### PROBLEM REQUIREMENTS
Quote every line of the material below verbatim.

### SOURCE MATERIAL
"""
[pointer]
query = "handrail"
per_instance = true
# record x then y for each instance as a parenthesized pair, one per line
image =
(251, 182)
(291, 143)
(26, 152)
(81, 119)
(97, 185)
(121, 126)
"""
### WRITTEN ANSWER
[pointer]
query = "handrail"
per_instance = true
# record x then y for each instance as a parenthesized pair, one per line
image =
(251, 182)
(291, 143)
(26, 152)
(81, 119)
(97, 185)
(121, 126)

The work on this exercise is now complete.